EXERCISE INSTRUCTIONS
Your job is to return every line of the listing holding the string "below".

DATA FOR THIS TASK

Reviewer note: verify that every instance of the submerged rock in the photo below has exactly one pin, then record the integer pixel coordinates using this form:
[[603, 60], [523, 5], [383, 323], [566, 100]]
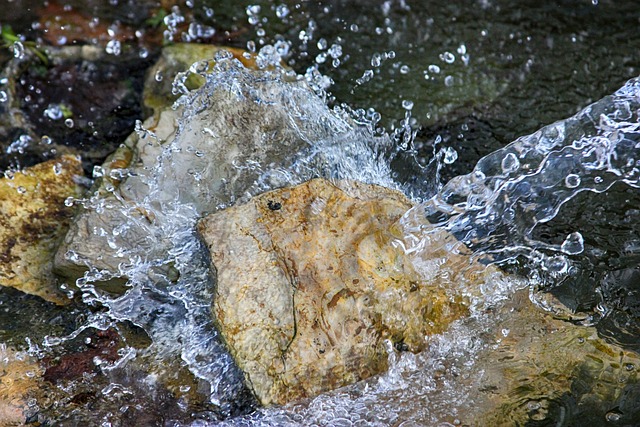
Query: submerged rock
[[311, 287], [19, 381], [34, 218]]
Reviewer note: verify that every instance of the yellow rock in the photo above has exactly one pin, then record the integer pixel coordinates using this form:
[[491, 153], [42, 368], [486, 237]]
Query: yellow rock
[[310, 287], [33, 218], [19, 380]]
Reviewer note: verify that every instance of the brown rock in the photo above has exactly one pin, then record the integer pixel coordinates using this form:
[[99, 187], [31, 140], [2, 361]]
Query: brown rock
[[310, 286], [33, 218]]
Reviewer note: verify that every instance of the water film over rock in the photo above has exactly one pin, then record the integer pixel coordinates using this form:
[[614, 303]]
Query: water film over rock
[[34, 219], [235, 139], [310, 286], [526, 305]]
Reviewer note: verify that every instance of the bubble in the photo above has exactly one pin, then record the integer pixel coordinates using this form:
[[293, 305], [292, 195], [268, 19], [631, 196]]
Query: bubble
[[450, 155], [573, 244], [572, 181], [376, 60], [510, 163], [113, 47], [613, 416], [448, 57], [282, 11], [366, 76], [433, 68], [54, 112], [18, 50]]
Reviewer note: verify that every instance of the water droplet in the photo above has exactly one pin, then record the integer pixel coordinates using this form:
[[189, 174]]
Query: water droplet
[[448, 57], [510, 163], [433, 68], [98, 171], [613, 416], [282, 11], [407, 104], [572, 181], [18, 50], [573, 244], [113, 47], [450, 155], [54, 112]]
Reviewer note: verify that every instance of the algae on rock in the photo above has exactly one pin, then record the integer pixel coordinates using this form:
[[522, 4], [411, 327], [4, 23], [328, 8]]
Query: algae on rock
[[34, 218]]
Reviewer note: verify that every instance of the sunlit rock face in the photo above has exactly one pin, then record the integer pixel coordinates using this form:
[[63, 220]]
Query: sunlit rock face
[[33, 218], [311, 287]]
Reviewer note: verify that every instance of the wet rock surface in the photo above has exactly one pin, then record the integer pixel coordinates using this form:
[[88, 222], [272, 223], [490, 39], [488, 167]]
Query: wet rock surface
[[310, 285], [240, 124], [34, 217]]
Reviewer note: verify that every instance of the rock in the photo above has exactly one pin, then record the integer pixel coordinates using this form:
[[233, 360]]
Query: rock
[[310, 286], [19, 381], [205, 154], [34, 218], [89, 114], [549, 368]]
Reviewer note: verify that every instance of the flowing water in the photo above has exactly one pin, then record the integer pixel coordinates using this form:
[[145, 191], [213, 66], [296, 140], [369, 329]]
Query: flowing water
[[439, 91]]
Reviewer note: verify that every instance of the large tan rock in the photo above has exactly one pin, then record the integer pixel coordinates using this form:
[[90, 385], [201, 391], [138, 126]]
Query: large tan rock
[[310, 286], [19, 381], [33, 218]]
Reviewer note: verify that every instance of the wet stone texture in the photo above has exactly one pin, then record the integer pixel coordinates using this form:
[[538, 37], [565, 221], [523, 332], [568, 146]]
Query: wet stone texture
[[310, 287], [33, 218]]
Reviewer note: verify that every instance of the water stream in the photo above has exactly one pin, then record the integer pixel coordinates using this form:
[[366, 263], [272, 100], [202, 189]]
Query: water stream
[[558, 208]]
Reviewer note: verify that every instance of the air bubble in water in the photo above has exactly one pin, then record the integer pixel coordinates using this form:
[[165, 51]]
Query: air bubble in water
[[54, 112], [450, 155], [510, 163], [18, 50], [113, 47], [572, 181], [448, 57], [614, 415], [282, 11], [573, 244], [433, 68], [366, 76]]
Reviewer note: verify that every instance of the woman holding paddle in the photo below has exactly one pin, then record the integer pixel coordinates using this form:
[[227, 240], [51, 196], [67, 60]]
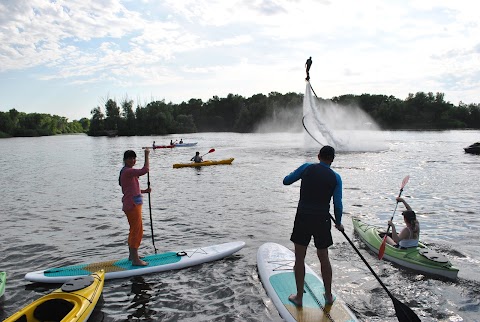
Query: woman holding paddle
[[132, 202], [409, 235]]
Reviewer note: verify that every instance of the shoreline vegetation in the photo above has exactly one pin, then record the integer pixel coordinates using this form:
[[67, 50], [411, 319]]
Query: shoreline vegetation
[[234, 113]]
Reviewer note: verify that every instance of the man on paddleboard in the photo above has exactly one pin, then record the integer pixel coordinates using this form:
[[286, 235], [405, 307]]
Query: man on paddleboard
[[132, 202], [319, 185]]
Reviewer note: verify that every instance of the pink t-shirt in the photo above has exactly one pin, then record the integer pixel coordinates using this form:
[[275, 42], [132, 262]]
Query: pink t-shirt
[[130, 187]]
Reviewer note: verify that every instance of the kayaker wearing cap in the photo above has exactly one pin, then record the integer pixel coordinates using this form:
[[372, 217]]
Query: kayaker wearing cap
[[409, 235], [319, 185]]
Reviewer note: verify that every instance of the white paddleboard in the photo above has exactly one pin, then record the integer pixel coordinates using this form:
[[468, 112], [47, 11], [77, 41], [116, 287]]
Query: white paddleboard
[[275, 269], [121, 268]]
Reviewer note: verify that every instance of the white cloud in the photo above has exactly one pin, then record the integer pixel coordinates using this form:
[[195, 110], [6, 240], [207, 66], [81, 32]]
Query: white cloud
[[240, 46]]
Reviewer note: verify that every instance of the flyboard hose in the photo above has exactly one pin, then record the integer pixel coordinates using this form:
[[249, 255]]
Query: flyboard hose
[[303, 119]]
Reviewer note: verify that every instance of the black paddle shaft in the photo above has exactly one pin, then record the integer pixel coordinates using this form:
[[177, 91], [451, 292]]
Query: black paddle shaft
[[403, 312]]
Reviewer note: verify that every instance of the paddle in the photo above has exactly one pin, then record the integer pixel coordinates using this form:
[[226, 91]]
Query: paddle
[[403, 312], [211, 150], [381, 251], [150, 208]]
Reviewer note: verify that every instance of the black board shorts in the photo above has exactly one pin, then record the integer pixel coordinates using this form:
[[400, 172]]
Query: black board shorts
[[318, 226]]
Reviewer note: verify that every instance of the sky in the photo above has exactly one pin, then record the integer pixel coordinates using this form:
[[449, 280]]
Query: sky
[[67, 57]]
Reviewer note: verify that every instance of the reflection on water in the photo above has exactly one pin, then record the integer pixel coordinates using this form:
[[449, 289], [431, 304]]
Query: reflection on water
[[61, 205]]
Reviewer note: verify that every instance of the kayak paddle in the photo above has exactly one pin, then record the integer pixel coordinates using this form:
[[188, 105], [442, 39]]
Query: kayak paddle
[[381, 251], [403, 312], [211, 150], [150, 208]]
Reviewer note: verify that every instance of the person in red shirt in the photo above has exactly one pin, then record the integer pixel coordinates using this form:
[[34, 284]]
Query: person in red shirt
[[132, 202]]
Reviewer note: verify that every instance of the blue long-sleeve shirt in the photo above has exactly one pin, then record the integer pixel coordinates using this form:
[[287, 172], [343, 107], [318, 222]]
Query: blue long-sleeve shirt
[[319, 184]]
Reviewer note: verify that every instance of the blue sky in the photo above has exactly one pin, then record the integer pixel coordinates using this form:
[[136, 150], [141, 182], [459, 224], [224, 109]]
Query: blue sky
[[68, 57]]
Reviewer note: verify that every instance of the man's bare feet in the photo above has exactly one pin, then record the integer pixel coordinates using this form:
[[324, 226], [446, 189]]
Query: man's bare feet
[[293, 298], [329, 299]]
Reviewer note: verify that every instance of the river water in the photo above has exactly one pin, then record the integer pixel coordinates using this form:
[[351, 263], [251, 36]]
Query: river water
[[61, 204]]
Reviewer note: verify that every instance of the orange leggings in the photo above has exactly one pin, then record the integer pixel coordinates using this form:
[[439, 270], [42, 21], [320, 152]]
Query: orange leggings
[[135, 235]]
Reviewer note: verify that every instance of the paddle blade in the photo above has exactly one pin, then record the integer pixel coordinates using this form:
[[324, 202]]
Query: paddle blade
[[403, 312], [381, 251]]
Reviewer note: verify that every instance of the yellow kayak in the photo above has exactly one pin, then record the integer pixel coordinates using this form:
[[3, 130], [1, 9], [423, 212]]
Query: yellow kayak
[[74, 301], [203, 164]]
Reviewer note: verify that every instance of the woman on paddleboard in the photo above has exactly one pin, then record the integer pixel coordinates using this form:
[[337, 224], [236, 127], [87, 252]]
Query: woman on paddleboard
[[409, 235], [132, 202]]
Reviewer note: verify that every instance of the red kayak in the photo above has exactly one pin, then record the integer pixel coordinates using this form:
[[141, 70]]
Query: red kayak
[[163, 146]]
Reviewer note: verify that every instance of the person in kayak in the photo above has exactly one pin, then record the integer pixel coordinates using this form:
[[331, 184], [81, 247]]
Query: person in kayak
[[132, 202], [197, 158], [308, 64], [409, 235], [319, 184]]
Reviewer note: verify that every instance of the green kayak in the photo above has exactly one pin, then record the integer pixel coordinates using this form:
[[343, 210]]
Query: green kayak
[[3, 279], [417, 258], [203, 164]]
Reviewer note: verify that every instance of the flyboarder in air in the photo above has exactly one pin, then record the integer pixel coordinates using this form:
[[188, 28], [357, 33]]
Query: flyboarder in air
[[307, 67]]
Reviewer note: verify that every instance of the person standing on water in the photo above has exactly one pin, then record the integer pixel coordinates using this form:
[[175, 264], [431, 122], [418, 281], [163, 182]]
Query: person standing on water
[[197, 158], [319, 184], [308, 64], [132, 202]]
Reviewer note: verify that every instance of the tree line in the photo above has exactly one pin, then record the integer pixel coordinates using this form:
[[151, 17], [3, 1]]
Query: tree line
[[235, 113], [15, 123]]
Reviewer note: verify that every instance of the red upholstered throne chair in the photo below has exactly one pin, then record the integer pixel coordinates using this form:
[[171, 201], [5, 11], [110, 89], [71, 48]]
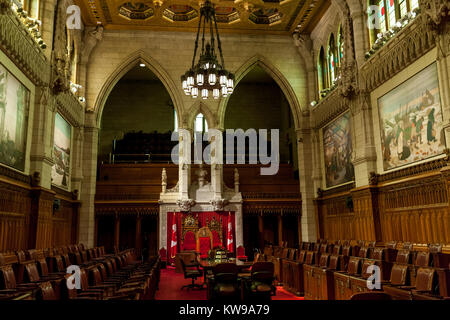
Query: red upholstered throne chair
[[216, 230], [204, 242], [163, 255], [240, 253], [189, 229]]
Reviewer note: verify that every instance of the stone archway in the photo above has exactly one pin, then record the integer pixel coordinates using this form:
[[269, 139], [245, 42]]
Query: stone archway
[[276, 75], [130, 62]]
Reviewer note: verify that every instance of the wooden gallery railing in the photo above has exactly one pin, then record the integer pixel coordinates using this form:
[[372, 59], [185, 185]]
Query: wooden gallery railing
[[29, 216]]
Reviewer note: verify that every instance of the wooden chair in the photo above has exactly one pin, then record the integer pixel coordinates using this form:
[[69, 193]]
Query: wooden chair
[[371, 296], [191, 271]]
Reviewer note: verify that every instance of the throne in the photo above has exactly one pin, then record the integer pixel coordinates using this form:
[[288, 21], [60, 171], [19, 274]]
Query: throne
[[204, 242], [189, 229], [216, 230]]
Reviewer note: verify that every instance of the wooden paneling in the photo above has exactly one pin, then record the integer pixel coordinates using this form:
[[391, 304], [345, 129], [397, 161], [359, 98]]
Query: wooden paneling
[[27, 218], [410, 206], [15, 207]]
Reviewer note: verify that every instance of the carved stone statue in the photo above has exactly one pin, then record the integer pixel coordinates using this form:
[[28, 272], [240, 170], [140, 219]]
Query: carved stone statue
[[185, 205], [218, 204]]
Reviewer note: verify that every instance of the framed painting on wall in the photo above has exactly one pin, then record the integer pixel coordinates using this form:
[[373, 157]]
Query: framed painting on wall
[[61, 151], [14, 107], [411, 120], [337, 150]]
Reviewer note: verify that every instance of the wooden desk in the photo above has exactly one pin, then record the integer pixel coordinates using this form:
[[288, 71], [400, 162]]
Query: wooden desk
[[208, 265]]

REPLY TO THE TASK
Reviewer note: verify that every instance of the submerged rock in the photo below has exactly one pin, then record the integer pixel coordinates using this form:
Reviewer note: verify that every instance of the woman holding paddle in the photo below has exactly one pin, then record the integer pixel coordinates using this form:
Reviewer note: verify that every instance of the red upholstered throne chair in the photo below has exactly one pin, then record the integer pixel coordinates using this form:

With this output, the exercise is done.